* _Stated problem_
Reproduce the rows below character for character. Begin with the row that contains "The label file claims the distant jeep" and stop after the row that contains "567 331 615 405".

* Begin Supplied data *

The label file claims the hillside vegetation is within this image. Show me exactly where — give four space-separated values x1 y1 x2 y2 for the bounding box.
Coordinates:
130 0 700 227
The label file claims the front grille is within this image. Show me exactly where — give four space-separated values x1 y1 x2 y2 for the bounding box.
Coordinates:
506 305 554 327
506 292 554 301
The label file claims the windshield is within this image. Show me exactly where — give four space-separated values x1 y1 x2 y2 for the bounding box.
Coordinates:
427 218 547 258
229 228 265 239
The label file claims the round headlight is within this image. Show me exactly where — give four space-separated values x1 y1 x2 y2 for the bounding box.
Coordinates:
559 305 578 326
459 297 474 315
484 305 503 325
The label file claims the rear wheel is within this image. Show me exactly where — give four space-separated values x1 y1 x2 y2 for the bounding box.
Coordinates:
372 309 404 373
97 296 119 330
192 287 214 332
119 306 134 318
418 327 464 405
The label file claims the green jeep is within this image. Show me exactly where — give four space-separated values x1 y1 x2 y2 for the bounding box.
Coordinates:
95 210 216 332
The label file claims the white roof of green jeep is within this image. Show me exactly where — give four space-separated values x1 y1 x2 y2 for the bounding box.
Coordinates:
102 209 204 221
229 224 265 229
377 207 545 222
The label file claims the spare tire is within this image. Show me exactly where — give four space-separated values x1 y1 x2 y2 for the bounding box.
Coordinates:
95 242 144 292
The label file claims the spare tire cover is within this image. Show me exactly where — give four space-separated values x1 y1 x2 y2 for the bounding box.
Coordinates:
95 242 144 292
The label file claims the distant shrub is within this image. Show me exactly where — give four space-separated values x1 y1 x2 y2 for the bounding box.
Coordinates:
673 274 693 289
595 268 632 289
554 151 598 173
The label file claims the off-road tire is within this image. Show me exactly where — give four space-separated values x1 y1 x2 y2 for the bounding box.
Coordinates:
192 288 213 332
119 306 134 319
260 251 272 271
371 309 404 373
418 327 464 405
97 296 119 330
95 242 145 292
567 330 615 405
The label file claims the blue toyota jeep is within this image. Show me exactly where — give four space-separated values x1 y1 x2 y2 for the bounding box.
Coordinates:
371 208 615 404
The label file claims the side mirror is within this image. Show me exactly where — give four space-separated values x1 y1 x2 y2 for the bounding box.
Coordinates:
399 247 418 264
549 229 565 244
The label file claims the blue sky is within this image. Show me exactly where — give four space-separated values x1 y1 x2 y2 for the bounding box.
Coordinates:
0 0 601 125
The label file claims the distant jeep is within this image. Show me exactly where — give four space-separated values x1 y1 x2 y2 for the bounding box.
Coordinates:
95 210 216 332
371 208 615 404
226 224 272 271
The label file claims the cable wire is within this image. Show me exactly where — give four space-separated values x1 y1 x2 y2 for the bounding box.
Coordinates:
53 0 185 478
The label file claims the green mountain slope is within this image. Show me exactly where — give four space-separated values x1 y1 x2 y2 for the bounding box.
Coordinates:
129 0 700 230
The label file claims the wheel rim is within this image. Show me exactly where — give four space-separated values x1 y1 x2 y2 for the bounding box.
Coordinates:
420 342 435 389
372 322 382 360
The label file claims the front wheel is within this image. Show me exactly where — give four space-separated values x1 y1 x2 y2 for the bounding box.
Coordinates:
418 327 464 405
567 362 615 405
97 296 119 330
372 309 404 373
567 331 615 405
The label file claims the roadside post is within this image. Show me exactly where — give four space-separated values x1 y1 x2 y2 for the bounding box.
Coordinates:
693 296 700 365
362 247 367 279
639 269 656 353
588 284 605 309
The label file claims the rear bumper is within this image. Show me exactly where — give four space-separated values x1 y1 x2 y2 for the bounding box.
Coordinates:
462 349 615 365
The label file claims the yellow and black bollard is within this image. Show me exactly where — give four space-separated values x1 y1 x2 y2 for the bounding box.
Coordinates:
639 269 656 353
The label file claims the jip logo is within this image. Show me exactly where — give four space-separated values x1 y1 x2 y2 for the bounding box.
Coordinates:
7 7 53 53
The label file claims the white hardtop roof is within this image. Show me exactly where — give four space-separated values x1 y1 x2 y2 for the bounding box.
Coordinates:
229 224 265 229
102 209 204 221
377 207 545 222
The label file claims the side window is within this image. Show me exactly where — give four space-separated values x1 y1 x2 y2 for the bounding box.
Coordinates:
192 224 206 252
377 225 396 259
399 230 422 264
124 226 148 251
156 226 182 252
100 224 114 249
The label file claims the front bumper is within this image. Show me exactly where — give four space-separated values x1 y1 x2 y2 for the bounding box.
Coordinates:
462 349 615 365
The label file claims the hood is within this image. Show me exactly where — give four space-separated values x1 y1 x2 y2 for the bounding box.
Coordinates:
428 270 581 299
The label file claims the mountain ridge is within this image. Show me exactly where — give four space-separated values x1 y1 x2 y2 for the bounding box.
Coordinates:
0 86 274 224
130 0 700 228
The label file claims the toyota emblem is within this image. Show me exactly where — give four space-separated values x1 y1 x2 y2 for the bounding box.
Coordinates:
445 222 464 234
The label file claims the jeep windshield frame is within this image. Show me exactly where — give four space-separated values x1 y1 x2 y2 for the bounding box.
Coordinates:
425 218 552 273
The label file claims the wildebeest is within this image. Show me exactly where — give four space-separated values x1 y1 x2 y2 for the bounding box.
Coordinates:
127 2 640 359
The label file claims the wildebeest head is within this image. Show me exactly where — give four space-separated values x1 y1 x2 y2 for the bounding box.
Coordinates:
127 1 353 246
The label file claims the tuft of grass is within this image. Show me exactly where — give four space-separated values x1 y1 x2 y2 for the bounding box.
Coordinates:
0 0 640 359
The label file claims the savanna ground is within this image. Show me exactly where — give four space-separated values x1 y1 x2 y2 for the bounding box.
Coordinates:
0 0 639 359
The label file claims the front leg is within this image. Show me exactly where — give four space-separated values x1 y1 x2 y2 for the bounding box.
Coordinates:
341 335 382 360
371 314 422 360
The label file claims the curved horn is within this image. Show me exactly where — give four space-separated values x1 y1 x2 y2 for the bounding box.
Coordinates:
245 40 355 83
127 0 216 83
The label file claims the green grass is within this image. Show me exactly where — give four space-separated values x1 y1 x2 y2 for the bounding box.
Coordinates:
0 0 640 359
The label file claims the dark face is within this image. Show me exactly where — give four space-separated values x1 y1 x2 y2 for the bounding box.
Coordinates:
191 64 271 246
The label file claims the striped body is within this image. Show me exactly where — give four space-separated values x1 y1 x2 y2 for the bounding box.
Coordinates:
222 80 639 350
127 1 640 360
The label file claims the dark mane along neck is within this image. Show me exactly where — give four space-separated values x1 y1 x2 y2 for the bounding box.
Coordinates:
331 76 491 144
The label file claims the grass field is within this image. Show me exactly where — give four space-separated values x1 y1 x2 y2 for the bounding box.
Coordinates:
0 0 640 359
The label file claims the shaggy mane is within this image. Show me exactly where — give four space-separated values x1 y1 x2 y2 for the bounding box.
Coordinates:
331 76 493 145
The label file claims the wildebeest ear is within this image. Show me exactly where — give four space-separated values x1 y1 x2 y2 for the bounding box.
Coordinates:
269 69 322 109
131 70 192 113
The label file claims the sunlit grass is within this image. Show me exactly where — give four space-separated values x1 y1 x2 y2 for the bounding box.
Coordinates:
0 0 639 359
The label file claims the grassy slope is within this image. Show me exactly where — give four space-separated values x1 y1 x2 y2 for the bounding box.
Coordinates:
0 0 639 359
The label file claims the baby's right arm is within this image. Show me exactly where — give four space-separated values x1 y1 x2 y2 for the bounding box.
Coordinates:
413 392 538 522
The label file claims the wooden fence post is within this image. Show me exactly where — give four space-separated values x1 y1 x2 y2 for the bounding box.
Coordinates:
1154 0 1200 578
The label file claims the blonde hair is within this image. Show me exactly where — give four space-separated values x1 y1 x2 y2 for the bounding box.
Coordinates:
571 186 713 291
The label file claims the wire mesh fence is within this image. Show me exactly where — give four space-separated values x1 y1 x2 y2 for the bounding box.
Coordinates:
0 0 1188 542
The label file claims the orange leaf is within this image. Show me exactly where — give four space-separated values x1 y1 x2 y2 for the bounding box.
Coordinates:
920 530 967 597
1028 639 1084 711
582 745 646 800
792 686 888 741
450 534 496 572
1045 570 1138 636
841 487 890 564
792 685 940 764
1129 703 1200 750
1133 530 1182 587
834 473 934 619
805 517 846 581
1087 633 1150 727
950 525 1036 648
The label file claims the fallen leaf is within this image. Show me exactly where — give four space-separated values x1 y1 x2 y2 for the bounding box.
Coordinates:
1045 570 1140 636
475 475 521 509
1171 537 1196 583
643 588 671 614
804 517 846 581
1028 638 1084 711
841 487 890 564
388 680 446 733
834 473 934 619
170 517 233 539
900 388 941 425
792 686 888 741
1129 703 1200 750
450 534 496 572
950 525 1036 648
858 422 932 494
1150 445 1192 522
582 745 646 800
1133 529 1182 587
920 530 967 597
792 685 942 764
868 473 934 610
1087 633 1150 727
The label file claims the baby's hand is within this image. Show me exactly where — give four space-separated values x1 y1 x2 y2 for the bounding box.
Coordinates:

* End Supplied data *

* _Answer for the task_
The label file claims the distant jeep is within this image. Show me exactly where — give four space-separated values x1 y1 x2 y2 for the bounding box.
Coordinates:
95 210 216 332
371 208 615 404
226 224 272 271
The label file claims the cable wire is within this image. Show me exactly where — give four space-separated values x1 y1 x2 y2 for the bounding box.
Coordinates:
53 0 185 478
The label file claims the green mountain slope is within this image. Show me exactly where — give four space-separated values x1 y1 x2 y2 for the bounding box.
Coordinates:
129 0 700 230
The label file claims the wheel rim is within this image. Show me exactly where — give four space-separated values x1 y1 x2 y2 for the bounding box.
Coordinates:
420 342 435 389
372 322 382 360
The label file claims the front wheel is within this image. Show me exactly where — give four space-separated values x1 y1 x2 y2 for the bounding box.
Coordinates:
418 327 464 405
567 362 615 405
97 296 119 330
372 309 404 373
567 331 615 405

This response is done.